EXCERPTED TEXT:
Detour: The Art Nouveau Swimming Pool in Aachen

Elisabeth-Halle -1-

When in Aachen, most tourists naturally focus on the cathedral, which was Germany’s first World Heritage Site, and on the lovely historic town centre. And who would blame them – Aachen is one of the prettiest German cities I know and despite the cathedral often being overshadowed by its much larger and more well known ‘neighbour’, the Kölner Dom in nearby Cologne, I personally find Aachen Cathedral prettier.

However, a little detour within Aachen is quite in order: One really shouldn’t miss a visit to the public swimming pool Elisabeth-Halle, which is an Art Nouveau gem.

 

The pool building is located in the town centre and was built between 1908 and 1911, making the Elisabeth-Halle over a hundred years old and, more importantly, one of Germany’s few remaining Art Nouveau pools. Many were destroyed or experienced a change of function, unfortunately.

So, even if your hotel accommodation does not have a pool, don’t forget to bring your swimming gear on a trip to Aachen. You’ll feel transported back in time on visiting this pool, starting right on entering. The entrance hall is huge, and it only gets better the further you go inside. You’ll be awed by the high ceiling, which makes for an especially nice swim when the sun is out. With the many large windows, it feels a little like swimming outside when the weather is nice.

The changing rooms are amazing as well, charmingly old-fashioned and situated all around the pool and on two storeys, due to the height of the building. Apart from the main pool, there are several others, not all of which are still in use. In former times there were also so-called ‘Wannenbäder’ available, i.e. tubs, which could be used for small money by people who did not have proper bathing facilities in their accommodation. They can still occasionally be viewed and I found it quite interesting to see the individual small rooms, each with its own tub. Nowadays, they aren’t in use anymore, as modern facilities in houses and flats leave this former ‘Bäderkultur’ (bathhouse culture) unnecessary. There were also sweating baths and down in the cellars there was even a bathing facility for dogs! =)

 

When I undertook a guided tour of the building, I was quite astonished to find out that the cellars were used as air-raid shelters during WWII, you can still see some of the signage. I think I would have freaked out if I had had to spend any long-ish amount of time down there. The tour of the cellars was worthwhile, in any case, as we were given a huge amount of information on how a public pool actually works, regarding the layout, the running of it, the heating and the water hygiene regulations.

 

I really recommend a visit to the Elisabeth-Halle when you’re visiting Aachen, it makes for quite a change to swimming in regular, modern pools. Don’t worry, though, the showers etc. were all modernised a few years ago, its only the building and design that are retro.

The city’s webpage for the pool is only available in German, I’m afraid, but it does state the address, opening times and contact details, which should be helpful even to people who do not speak German.

WHAT TO PRODUCE: Substitute "Jugendstil" for "Art Nouveau" and write out the text about the Aachen swimming pool again, beginning at the words "However, a little" and stopping after "of function, unfortunately.".

[Saved data entries]
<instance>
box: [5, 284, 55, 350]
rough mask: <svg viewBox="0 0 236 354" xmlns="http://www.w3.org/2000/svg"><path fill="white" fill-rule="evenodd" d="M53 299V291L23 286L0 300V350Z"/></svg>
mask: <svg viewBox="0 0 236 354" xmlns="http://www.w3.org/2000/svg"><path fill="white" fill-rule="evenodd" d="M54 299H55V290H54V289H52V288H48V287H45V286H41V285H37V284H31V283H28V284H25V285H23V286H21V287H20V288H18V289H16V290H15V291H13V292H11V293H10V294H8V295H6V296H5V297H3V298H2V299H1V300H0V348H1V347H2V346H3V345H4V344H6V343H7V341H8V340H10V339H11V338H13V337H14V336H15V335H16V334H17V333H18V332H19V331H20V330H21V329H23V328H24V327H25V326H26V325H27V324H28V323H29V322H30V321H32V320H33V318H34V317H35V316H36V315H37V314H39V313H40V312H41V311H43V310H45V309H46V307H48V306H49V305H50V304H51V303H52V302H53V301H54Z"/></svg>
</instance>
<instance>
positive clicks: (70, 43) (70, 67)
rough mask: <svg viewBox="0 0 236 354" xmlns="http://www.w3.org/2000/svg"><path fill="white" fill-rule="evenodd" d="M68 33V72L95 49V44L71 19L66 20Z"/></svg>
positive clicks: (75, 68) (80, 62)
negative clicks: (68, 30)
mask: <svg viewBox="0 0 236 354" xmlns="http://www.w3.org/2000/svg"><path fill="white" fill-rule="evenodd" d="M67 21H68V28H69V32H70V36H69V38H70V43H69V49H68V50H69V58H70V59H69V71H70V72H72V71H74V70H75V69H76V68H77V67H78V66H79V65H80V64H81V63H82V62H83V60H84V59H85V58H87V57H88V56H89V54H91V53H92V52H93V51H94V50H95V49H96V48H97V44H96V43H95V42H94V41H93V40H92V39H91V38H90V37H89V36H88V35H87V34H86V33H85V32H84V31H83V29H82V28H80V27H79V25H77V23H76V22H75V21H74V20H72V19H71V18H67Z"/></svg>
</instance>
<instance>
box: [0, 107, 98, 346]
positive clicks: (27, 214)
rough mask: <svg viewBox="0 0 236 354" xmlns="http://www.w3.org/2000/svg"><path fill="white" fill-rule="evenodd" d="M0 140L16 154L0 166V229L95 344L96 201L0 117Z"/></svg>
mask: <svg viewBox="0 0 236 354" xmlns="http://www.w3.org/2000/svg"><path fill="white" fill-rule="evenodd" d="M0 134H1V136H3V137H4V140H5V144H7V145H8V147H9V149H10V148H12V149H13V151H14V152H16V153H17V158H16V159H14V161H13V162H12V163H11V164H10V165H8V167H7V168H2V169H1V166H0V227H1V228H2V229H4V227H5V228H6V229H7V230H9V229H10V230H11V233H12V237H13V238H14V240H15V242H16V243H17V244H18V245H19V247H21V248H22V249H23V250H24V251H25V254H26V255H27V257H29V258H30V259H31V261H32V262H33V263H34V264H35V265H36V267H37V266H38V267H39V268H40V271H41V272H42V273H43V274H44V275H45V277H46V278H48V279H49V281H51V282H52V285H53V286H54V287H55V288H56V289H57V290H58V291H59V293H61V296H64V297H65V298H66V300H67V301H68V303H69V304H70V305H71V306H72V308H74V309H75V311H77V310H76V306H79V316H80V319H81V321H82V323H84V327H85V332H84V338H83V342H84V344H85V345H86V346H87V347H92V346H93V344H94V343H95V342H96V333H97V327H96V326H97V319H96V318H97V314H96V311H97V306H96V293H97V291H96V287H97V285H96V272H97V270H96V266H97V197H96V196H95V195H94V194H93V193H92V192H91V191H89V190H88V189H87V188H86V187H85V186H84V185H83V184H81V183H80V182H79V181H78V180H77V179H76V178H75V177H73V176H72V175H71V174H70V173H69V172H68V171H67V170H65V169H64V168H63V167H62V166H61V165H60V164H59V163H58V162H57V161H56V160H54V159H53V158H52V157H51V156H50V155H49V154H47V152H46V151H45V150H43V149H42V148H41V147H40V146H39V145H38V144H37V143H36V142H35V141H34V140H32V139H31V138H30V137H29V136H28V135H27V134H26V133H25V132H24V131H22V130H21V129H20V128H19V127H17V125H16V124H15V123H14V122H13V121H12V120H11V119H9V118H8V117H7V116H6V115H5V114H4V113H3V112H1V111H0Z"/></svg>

YOUR RESPONSE:
However, a little detour within Aachen is quite in order: One really shouldn’t miss a visit to the public swimming pool Elisabeth-Halle, which is an Jugendstil gem.

 

The pool building is located in the town centre and was built between 1908 and 1911, making the Elisabeth-Halle over a hundred years old and, more importantly, one of Germany’s few remaining Jugendstil pools. Many were destroyed or experienced a change of function, unfortunately.